▶ [Фрагмент документа]
===============
Лукин и Барабаш, въехав на танке в Видуты для уточнения результатов действий роты, увидели беспомощно стоявшую «тридцатьчетверку» командира, из которой валил густой черный дым. Барабаш, посланный Лукиным на поиски полковой медицинской машины, сумел перехватить ее в движении неподалеку от Видут. Из экипажа удалось спасти только Фетисова. Установив, что танк Батурина был подбит огнем вражеской артбатареи, располагавшейся в кустарнике, примерно в одном километре юго-западнее Видут, Лукин передал по радио координаты для дивизионной артиллерии, и сосредоточенным огнем батарея была уничтожена.
С наступлением темноты полк танков-тральщиков полностью сосредоточился в районе сбора для приведения в порядок материальной части и уточнения боевых задач на следующий день.
Каков же был итог первого дня?
Решительная атака передовых батальонов, усиленных тральщиками и танками непосредственной поддержки пехоты, а также последующий ввод в бой главных сил дали возможность в течение первого дня прорвать первую полосу обороны противника на всю глубину и вклиниться во вторую полосу его обороны.
Танки-тральщики 166-го инженерно-танкового полка проложили восемь проходов в минных полях на всю глубину первой полосы обороны, подорвали до 80 противотанковых мин, уничтожили 12 полевых орудий, 18 минометов, 26 пулеметных гнезд, 2 самоходных установки и один танк. В полку потери составили четыре человека убитыми и столько же ранеными. Из боевой материальной части пострадал танк Батурина.
===============
▶ [Исходные данные]
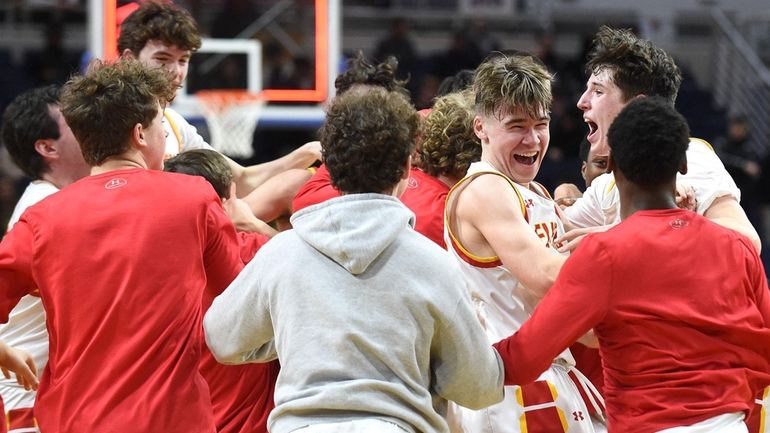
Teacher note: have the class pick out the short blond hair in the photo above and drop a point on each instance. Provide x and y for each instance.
(449, 144)
(517, 82)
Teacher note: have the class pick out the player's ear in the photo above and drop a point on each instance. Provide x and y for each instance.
(408, 167)
(137, 135)
(478, 128)
(683, 165)
(610, 164)
(46, 148)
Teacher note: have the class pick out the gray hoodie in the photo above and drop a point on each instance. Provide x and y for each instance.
(368, 318)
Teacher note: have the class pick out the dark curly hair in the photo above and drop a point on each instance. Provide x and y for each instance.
(363, 72)
(449, 144)
(103, 106)
(637, 66)
(28, 118)
(207, 163)
(159, 20)
(367, 138)
(648, 141)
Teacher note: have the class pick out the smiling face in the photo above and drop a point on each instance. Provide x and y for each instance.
(601, 102)
(155, 137)
(515, 144)
(157, 53)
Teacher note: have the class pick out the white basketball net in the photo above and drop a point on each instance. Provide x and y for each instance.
(231, 117)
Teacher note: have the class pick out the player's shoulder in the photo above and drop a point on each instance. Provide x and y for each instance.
(174, 116)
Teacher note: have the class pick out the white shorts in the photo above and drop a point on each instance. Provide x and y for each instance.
(355, 426)
(551, 404)
(725, 423)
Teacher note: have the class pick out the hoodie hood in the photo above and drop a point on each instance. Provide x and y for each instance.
(353, 230)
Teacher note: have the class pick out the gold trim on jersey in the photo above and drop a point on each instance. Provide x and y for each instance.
(455, 241)
(705, 143)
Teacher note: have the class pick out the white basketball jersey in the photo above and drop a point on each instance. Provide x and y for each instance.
(502, 305)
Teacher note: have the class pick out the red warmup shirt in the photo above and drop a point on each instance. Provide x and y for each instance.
(681, 309)
(425, 196)
(122, 260)
(241, 395)
(316, 190)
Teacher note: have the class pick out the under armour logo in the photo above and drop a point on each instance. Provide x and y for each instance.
(678, 223)
(115, 183)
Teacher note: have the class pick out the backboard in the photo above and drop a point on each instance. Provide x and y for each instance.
(253, 52)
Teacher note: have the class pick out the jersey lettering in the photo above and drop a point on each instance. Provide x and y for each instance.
(547, 231)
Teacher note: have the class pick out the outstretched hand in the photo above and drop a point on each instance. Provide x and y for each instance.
(21, 364)
(311, 152)
(570, 240)
(243, 219)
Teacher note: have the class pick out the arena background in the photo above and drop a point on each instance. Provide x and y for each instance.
(722, 47)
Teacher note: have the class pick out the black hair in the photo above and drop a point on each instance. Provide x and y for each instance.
(27, 119)
(648, 141)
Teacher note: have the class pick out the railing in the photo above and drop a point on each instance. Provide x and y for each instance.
(742, 81)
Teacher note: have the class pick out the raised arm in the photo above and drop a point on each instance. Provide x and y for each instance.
(273, 198)
(726, 212)
(248, 178)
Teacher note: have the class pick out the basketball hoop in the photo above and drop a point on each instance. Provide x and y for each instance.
(231, 116)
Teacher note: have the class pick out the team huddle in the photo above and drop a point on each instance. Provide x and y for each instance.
(419, 280)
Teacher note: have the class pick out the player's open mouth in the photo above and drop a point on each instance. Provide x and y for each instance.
(528, 158)
(592, 129)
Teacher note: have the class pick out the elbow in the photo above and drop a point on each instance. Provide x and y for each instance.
(217, 343)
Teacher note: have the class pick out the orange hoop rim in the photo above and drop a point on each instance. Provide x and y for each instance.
(219, 99)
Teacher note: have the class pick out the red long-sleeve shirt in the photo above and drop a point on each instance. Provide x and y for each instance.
(682, 312)
(121, 260)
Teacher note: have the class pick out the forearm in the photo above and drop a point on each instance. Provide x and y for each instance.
(248, 178)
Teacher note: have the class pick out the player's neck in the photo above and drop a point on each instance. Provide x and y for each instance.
(116, 163)
(634, 198)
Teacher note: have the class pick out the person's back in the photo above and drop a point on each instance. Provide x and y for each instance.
(121, 260)
(366, 334)
(122, 317)
(683, 321)
(679, 304)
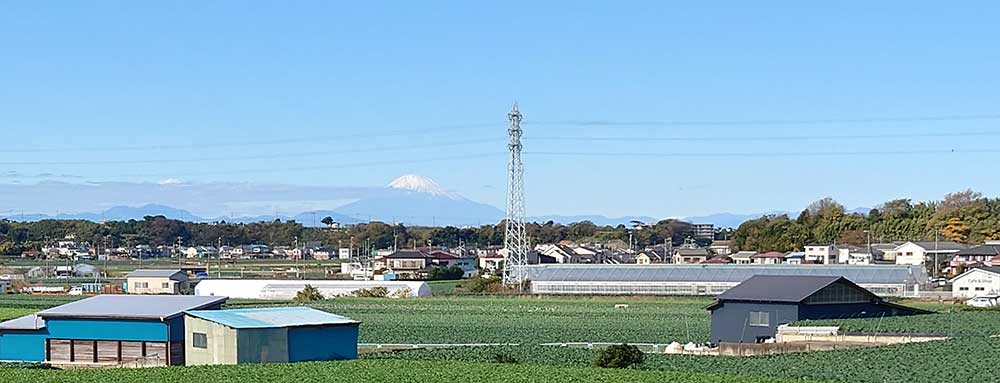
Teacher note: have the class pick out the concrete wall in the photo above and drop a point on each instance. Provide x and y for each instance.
(730, 322)
(323, 343)
(264, 345)
(221, 343)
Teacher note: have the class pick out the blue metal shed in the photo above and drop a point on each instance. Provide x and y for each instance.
(105, 329)
(262, 335)
(752, 311)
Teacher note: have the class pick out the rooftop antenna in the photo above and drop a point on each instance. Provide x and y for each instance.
(515, 241)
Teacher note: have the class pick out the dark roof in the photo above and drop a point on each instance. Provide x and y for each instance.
(941, 245)
(408, 254)
(154, 273)
(770, 254)
(774, 288)
(981, 250)
(159, 307)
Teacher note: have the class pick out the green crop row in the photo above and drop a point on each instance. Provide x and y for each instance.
(944, 361)
(399, 371)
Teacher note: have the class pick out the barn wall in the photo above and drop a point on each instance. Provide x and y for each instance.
(730, 321)
(26, 346)
(853, 310)
(107, 329)
(221, 343)
(262, 345)
(323, 343)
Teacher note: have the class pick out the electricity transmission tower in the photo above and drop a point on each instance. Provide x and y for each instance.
(515, 241)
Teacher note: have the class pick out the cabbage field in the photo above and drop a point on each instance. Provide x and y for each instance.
(531, 321)
(522, 320)
(371, 371)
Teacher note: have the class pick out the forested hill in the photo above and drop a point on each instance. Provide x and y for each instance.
(965, 216)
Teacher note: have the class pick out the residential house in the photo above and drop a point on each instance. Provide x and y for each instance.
(973, 256)
(976, 282)
(157, 281)
(690, 255)
(919, 252)
(743, 257)
(653, 255)
(768, 258)
(719, 260)
(721, 247)
(795, 258)
(561, 253)
(822, 254)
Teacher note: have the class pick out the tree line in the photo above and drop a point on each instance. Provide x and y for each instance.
(17, 237)
(964, 216)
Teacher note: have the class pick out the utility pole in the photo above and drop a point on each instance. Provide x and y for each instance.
(515, 239)
(937, 237)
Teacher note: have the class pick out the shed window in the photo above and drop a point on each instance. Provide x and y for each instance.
(760, 318)
(199, 340)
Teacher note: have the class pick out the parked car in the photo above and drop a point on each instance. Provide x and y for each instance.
(984, 301)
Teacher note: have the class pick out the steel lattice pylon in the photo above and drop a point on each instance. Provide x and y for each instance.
(515, 241)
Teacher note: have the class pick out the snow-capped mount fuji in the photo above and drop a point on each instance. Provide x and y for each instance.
(413, 182)
(415, 200)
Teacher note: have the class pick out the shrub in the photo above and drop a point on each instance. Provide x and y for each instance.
(504, 357)
(619, 356)
(308, 294)
(374, 292)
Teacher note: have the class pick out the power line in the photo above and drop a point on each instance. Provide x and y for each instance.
(765, 138)
(846, 153)
(772, 121)
(253, 157)
(232, 144)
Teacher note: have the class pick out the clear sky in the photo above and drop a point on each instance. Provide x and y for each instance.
(713, 107)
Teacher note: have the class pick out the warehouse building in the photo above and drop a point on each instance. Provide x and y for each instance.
(752, 311)
(286, 289)
(704, 279)
(104, 330)
(268, 335)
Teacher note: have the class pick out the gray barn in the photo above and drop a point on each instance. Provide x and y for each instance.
(752, 311)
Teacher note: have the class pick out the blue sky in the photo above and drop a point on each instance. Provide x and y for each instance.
(358, 93)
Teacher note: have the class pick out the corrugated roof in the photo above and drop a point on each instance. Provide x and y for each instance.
(862, 274)
(131, 306)
(271, 317)
(154, 273)
(27, 322)
(777, 288)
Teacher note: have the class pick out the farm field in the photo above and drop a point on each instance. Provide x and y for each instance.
(945, 361)
(531, 321)
(523, 320)
(400, 371)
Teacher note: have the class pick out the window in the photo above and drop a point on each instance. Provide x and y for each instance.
(760, 318)
(200, 340)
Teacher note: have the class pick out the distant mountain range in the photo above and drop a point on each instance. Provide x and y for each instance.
(411, 200)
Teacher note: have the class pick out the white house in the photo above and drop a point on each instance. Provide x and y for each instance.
(976, 282)
(743, 257)
(916, 253)
(823, 254)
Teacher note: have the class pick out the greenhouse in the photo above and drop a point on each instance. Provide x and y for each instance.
(286, 289)
(883, 280)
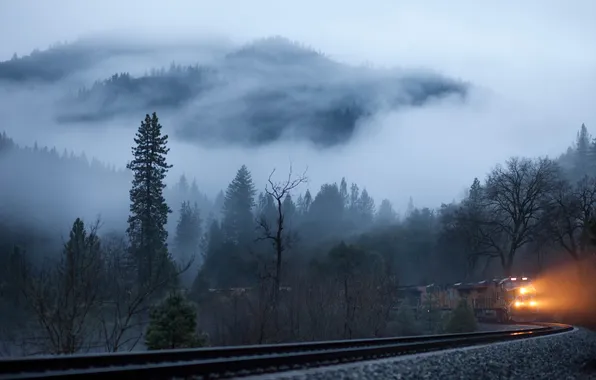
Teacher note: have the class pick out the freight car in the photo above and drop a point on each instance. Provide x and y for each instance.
(497, 300)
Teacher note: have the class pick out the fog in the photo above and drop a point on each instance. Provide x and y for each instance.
(532, 68)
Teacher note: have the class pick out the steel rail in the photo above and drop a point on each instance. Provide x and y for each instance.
(243, 360)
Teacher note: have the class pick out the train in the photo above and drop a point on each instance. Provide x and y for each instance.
(502, 300)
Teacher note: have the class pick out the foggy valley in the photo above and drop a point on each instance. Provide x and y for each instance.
(287, 181)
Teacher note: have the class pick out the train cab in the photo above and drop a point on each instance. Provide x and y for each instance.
(520, 298)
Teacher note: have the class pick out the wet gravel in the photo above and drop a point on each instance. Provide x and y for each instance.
(570, 355)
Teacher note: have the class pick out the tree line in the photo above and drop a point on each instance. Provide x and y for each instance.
(281, 264)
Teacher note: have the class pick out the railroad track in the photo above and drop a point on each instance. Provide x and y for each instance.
(226, 362)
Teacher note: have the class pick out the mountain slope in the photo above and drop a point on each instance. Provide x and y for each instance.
(272, 89)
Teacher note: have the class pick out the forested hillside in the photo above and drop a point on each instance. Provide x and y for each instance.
(264, 262)
(269, 90)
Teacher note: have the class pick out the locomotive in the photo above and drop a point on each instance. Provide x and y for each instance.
(511, 299)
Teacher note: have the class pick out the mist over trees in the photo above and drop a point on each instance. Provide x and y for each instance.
(94, 258)
(269, 89)
(268, 262)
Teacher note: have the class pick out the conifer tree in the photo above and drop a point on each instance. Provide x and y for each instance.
(582, 153)
(238, 222)
(148, 209)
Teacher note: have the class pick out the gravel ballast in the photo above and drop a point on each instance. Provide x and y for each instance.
(569, 355)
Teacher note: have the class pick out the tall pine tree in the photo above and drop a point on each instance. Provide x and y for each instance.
(238, 224)
(148, 209)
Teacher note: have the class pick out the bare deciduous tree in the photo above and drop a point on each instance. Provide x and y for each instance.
(280, 241)
(514, 201)
(571, 208)
(65, 296)
(126, 304)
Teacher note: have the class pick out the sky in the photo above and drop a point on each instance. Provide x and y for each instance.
(532, 63)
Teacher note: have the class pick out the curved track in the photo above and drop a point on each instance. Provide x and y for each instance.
(246, 360)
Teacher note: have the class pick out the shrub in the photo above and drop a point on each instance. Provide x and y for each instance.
(462, 319)
(405, 321)
(173, 324)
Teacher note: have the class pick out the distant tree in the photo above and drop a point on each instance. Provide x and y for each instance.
(385, 213)
(289, 208)
(366, 208)
(188, 234)
(343, 191)
(148, 210)
(410, 208)
(405, 320)
(173, 324)
(582, 163)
===============
▶ [Задания к упражнению]
a – Перепишите из отрывка о танках-тральщиках дословно фрагмент от слов «С наступлением темноты» до слов «пострадал танк Батурина.» включительно.
b – Переведите на английский язык предложение из отрывка о танках-тральщиках: «С наступлением темноты полк танков-тральщиков полностью сосредоточился в районе сбора для приведения в порядок материальной части и уточнения боевых задач на следующий день».
c – Продолжите отрывок о танках-тральщиках с того места, на котором он заканчивается.
Листинг представляет собой отдельный материал.

▶ [Ответы по заданиям]
a –
С наступлением темноты полк танков-тральщиков полностью сосредоточился в районе сбора для приведения в порядок материальной части и уточнения боевых задач на следующий день.
Каков же был итог первого дня?
Решительная атака передовых батальонов, усиленных тральщиками и танками непосредственной поддержки пехоты, а также последующий ввод в бой главных сил дали возможность в течение первого дня прорвать первую полосу обороны противника на всю глубину и вклиниться во вторую полосу его обороны.
Танки-тральщики 166-го инженерно-танкового полка проложили восемь проходов в минных полях на всю глубину первой полосы обороны, подорвали до 80 противотанковых мин, уничтожили 12 полевых орудий, 18 минометов, 26 пулеметных гнезд, 2 самоходных установки и один танк. В полку потери составили четыре человека убитыми и столько же ранеными. Из боевой материальной части пострадал танк Батурина.

b – At nightfall the regiment of mine-clearing tanks fully concentrated in the assembly area to put its equipment in order and to clarify its combat tasks for the next day.

c –
На следующий день атака началась в 7 часов утра. Сопротивление противника, оборонявшегося по западному берегу реки Плыска, было сломлено, и танки вырвались на оперативный простор.
К рассвету 20 июля передовые подразделения, в том числе тральщики, вышли к Западному Бугу — к границе с Польшей. Сердца танкистов наполнялись радостью и гордостью от сознания, что им довелось на этом участке очистить от гитлеровцев землю родной Отчизны и в числе первых выйти на государственную границу. К середине дня 2 июля Западный Буг был форсирован на фронте 15 километров.
По черной, разбитой гусеницами дамбе непрерывным потоком шли и шли за реку танки, машины с мотострелками.
Разметало берега старого Буга. Словно буря хлынула и выплеснулась на тот берег. Натиск советских войск нарастал и ширился. Вражеские части не успели прийти в себя и осесть на новом оборонительном рубеже, как снова пришлось бросать его.
Вслед за нашими танками неотрывно двигалась пехота.
За Бугом минных заграждений не оказалось, поэтому снятые с боевых машин тралы следовали в тыловом эшелоне, на колесных машинах.
21 июля была введена в прорыв подвижная группа фронта — 2-я гвардейская танковая армия. А вскоре рядом с солдатами и офицерами наших войск замелькали фуражки воинов 1-й Польской армии. Сформированная на территории нашей страны 1-я Польская армия продвигалась в полосе прорыва 8-й гвардейской армии. Именно здесь, в Забужье, западнее Ковеля, польские патриоты впервые за долгие годы войны ступили на родную землю.
Наш полк продолжал действовать на острие атак.